» USING THE INFORMATION
1) Print the stretch from "Existing indicators and" through "inhibitors and stabilizers." in the abstract on small-molecule modulators of protein-protein interactions, word for word.
2) Write what comes next in the abstract on small-molecule modulators of protein-protein interactions, starting after its last sentence.

» TEXT UNDER STUDY
===============

P03-18

Development of an Integrated Machine Learning Model Incorporating Compound-Protein Information for Design and Prediction of Small-Molecule Modulators of PPIs

Tsubasa NAGAE *^{1, 2}, Kohei SODA^{2, 3}, Kazuyoshi IKEDA^{4, 5}, Masashi TSUBAKI², Kentaro TOMII^{1, 2, 3}
¹Graduate School of Medical Life Science, Yokohama City University
²Artificial Intelligence Research Center, National Institute of Advanced Industrial Science and Technology
³Graduate School of Frontier Sciences, The University of Tokyo
⁴Center for Computational Science, RIKEN
⁵Faculty of Pharmacy, Keio University
( * E-mail: w235434d@yokohama-cu.ac.jp )

Background
Protein-protein interactions (PPIs) have emerged as promising targets in drug discovery, offering potential to address previously undruggable diseases. PPI modulators, including both inhibitors and stabilizers, often exhibit unique properties that diverge from traditional drug-like molecules. This brings both opportunities and challenges in drug development.
Existing indicators and computational methods used for conventional drug targets are often inapplicable to PPI modulators due to their unique properties. This has led to the development of specific indicators for PPI-targeting compounds. However, these PPI-focused indicators have significant limitations: they mainly emphasize inhibitors, often struggle to accurately evaluate stabilizers, and frequently lack integration of specific protein target information.
Given these challenges, the field of small-molecule modulators of PPIs urgently requires novel computational approaches for more effective design and prediction of both inhibitors and stabilizers.

===============

» GIVEN DATA

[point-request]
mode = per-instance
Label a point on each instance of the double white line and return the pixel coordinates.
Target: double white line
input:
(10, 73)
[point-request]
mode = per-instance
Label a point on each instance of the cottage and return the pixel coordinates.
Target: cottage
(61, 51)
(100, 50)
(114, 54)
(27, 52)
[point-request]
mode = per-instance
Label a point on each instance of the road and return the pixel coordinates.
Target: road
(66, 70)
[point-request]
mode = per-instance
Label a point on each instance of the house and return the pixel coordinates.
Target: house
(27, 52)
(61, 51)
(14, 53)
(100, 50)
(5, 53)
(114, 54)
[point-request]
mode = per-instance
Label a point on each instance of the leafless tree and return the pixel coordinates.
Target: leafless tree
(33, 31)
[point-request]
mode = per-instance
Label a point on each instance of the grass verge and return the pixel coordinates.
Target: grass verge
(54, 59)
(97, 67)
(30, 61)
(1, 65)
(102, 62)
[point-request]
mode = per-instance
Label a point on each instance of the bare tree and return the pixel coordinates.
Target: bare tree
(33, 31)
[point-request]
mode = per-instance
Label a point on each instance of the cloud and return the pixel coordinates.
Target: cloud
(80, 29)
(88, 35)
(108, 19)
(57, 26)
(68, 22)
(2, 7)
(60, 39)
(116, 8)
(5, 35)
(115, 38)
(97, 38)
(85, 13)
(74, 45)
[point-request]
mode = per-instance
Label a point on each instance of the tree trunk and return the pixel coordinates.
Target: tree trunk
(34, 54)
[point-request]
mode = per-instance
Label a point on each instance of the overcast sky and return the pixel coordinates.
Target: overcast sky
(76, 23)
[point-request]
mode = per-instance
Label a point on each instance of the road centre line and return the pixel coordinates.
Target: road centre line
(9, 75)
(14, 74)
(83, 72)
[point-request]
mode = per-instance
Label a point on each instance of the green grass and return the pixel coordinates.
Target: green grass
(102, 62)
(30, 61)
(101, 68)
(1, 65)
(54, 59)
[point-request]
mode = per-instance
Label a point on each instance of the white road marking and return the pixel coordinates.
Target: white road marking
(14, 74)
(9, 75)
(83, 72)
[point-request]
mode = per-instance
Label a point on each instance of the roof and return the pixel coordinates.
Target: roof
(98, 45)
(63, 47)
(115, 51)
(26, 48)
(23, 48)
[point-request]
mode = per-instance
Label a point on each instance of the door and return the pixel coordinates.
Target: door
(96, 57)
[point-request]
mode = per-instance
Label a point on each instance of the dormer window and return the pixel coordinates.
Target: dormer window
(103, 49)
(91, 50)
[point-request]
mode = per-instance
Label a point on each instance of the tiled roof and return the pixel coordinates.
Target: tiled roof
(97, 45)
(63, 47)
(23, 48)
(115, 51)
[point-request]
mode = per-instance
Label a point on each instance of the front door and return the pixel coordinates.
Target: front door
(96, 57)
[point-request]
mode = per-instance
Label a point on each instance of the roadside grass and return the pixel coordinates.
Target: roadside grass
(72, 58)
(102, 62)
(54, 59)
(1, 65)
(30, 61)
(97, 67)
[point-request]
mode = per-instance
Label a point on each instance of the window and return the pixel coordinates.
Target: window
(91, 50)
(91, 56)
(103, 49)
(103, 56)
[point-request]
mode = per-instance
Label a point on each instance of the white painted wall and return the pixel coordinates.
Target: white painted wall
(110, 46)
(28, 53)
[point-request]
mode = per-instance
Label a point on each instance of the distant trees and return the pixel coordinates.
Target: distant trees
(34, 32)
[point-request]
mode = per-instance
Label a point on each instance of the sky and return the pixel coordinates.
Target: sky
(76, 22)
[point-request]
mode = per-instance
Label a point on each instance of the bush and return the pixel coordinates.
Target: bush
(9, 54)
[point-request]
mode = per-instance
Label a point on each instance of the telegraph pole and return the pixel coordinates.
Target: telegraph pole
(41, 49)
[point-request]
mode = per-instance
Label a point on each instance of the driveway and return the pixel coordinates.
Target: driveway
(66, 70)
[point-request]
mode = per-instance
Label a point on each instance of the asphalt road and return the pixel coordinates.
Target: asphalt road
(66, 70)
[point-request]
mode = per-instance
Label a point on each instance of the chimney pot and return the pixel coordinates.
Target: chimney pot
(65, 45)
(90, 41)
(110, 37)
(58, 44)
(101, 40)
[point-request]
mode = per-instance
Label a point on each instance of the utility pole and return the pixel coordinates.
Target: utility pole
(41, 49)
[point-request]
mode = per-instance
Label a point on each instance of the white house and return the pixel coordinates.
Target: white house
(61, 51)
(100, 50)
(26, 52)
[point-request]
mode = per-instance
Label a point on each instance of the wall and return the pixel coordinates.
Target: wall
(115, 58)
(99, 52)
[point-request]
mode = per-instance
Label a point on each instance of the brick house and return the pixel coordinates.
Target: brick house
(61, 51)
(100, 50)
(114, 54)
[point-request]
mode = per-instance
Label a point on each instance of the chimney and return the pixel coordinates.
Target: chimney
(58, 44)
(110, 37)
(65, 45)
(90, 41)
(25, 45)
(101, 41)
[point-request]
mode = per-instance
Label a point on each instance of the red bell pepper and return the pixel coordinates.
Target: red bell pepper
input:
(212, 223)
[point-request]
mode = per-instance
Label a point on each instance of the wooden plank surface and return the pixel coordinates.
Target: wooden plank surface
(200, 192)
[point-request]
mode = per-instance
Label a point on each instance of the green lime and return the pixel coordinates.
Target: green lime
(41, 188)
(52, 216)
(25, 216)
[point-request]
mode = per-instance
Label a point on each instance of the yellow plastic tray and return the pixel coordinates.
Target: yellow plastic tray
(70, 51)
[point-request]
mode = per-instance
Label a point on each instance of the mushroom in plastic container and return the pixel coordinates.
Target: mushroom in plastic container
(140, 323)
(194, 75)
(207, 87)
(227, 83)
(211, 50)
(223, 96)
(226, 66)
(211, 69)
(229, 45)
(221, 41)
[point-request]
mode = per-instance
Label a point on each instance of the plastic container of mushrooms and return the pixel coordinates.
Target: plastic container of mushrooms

===============

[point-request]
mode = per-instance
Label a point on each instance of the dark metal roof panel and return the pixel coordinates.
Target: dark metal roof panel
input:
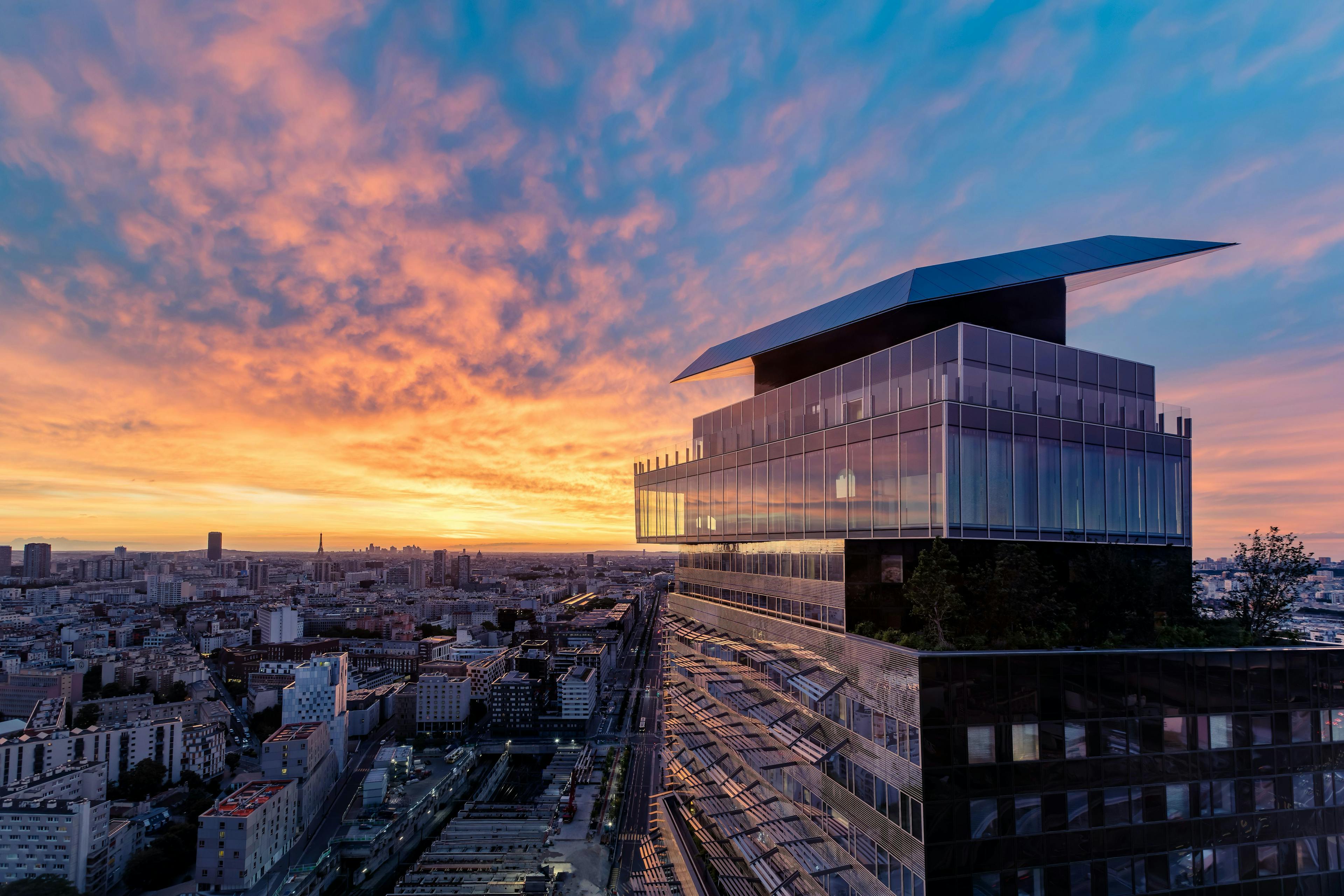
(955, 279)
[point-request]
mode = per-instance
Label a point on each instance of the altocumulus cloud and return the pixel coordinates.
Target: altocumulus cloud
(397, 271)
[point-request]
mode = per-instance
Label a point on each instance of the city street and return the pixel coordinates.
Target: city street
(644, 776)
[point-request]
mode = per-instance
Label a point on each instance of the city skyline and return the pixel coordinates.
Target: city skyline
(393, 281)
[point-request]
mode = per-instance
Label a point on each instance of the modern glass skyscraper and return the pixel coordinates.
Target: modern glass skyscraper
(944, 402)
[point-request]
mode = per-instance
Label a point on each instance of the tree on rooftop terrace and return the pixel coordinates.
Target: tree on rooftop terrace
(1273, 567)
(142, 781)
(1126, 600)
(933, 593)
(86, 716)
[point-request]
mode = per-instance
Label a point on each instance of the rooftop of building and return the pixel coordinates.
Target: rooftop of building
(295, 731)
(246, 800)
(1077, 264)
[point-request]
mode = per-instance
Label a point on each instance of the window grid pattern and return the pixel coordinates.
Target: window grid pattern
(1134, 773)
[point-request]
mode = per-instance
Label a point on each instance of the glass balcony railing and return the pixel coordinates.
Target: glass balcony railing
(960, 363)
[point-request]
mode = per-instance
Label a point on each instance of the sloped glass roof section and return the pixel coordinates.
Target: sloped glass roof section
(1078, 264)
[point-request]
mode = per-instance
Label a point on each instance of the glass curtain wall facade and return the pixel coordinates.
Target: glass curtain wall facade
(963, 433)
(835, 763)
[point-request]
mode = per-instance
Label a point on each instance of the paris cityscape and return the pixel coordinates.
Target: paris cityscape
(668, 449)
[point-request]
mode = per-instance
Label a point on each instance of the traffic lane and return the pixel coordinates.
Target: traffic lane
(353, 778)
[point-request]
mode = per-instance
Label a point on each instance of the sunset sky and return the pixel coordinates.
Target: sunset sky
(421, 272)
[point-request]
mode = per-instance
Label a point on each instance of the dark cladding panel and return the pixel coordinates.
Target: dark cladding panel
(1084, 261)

===============

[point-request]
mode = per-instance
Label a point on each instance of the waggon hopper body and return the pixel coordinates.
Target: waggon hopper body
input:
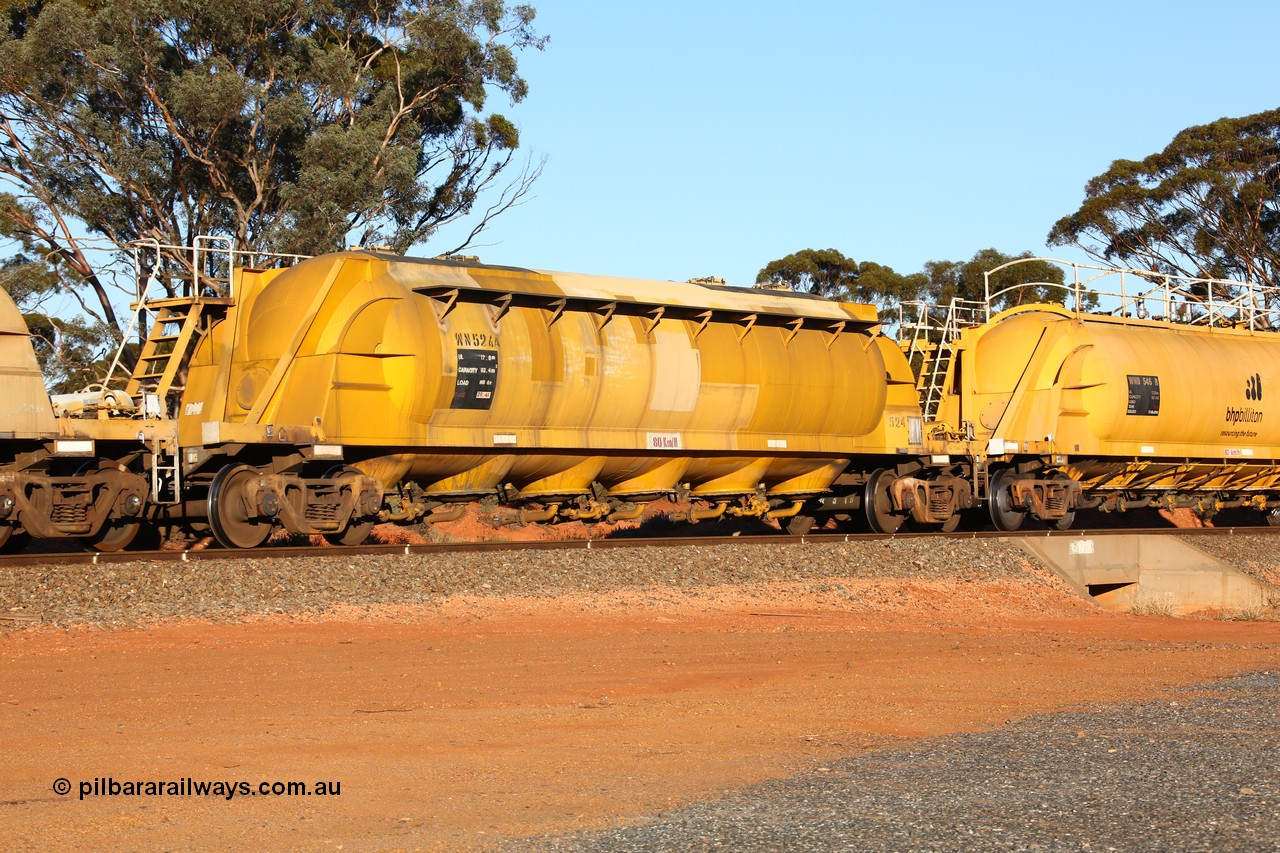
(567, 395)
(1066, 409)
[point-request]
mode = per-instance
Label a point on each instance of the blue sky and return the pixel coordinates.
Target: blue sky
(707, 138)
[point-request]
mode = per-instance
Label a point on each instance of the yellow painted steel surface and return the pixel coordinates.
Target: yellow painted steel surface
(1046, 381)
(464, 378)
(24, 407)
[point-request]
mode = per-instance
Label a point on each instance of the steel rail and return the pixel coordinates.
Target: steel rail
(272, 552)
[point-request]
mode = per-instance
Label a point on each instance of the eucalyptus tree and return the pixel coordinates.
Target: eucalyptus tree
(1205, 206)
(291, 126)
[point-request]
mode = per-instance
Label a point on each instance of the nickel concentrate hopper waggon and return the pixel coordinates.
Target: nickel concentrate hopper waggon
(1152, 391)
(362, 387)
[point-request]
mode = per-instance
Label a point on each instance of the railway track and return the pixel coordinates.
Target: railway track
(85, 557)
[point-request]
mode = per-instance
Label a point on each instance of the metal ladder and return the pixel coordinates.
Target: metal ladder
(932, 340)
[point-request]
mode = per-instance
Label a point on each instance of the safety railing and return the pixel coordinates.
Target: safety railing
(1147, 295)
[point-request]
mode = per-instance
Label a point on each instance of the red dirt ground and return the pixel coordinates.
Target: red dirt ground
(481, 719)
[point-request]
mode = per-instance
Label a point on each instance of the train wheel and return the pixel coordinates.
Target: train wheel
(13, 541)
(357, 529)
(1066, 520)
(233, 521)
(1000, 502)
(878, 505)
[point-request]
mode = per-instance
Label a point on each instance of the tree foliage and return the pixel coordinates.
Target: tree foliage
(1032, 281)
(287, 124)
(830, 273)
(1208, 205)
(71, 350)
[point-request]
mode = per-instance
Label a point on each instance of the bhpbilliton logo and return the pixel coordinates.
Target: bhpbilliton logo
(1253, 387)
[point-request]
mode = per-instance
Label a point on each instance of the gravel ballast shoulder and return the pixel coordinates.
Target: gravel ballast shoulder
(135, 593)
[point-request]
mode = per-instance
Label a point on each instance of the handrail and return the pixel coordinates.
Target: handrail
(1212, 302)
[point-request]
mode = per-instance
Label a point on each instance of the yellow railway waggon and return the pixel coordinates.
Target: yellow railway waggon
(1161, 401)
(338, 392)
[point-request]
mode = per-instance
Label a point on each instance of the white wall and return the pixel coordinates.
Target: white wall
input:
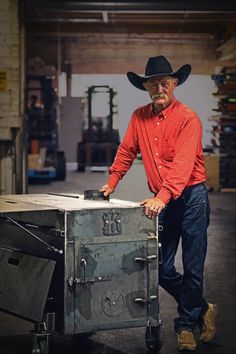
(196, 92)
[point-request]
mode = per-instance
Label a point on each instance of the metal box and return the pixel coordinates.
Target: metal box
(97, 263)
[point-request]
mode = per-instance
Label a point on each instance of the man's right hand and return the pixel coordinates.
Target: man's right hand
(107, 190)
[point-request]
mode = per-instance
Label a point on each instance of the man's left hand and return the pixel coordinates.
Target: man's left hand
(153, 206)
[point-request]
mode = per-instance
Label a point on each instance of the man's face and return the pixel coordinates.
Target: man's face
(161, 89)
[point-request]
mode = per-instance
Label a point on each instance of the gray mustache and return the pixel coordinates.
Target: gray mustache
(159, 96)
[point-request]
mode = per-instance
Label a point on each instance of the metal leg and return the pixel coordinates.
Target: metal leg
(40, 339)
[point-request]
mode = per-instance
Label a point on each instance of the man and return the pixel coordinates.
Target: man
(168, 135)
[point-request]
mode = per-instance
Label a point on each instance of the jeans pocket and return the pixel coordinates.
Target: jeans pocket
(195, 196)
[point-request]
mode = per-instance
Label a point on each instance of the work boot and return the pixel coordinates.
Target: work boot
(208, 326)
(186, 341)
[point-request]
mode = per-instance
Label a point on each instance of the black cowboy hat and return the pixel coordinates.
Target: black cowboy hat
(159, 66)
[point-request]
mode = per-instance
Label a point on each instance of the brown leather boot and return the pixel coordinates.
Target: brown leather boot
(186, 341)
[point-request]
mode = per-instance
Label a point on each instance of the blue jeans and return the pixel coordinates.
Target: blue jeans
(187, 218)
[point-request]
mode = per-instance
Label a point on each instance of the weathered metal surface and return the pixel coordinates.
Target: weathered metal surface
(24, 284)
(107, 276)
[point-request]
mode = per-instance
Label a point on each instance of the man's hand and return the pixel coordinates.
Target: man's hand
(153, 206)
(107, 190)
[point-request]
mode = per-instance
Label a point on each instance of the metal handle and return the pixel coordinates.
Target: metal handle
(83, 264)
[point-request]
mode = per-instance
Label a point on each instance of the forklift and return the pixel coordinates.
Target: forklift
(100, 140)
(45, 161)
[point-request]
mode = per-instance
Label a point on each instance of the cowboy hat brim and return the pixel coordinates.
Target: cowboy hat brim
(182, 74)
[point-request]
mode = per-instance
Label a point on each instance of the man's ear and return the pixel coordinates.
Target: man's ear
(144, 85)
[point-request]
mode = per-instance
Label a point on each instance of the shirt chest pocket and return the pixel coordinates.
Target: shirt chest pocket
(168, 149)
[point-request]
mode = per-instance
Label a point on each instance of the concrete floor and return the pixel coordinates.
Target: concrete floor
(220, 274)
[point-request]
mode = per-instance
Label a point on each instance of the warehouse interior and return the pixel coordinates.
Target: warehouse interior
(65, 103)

===============

» ANSWERS BY TASK
1)
Existing indicators and computational methods used for conventional drug targets are often inapplicable to PPI modulators due to their unique properties. This has led to the development of specific indicators for PPI-targeting compounds. However, these PPI-focused indicators have significant limitations: they mainly emphasize inhibitors, often struggle to accurately evaluate stabilizers, and frequently lack integration of specific protein target information.
Given these challenges, the field of small-molecule modulators of PPIs urgently requires novel computational approaches for more effective design and prediction of both inhibitors and stabilizers.

2)
Methods
We constructed a novel dataset of PPI stabilizers and inhibitors, including information on their target protein pairs. Data collection involved database mining and literature review, with each entry comprising a triplet of compound information (SMILES) and amino acid sequence information for the target protein pair. For stabilizers, where existing databases were insufficient, we extracted candidates based on structural information of protein-ligand-protein triplets from the Protein Data Bank (PDB) to augment the dataset.
In our machine learning model, we treated stabilizer entries as positive examples and inhibitor entries as negative examples. We primarily used representations generated by compound language models and protein language models as input features to capture the characteristics of PPI modulators.

Results
We constructed a dataset containing over 4,000 entries of triplets. Statistical data analysis revealed a slight bias towards negative examples, which we addressed by curating a balanced dataset for machine learning purposes. Then, we built a machine learning model to classify PPI stabilizers and inhibitors, and evaluation of its performance confirmed that classification was possible with satisfactory accuracy.
This study suggests the possibility of a new approach to designing small-molecule modulators of PPIs. Our model, which incorporates both compound and protein target information, may contribute to deepening our understanding of PPI modulator prediction and design.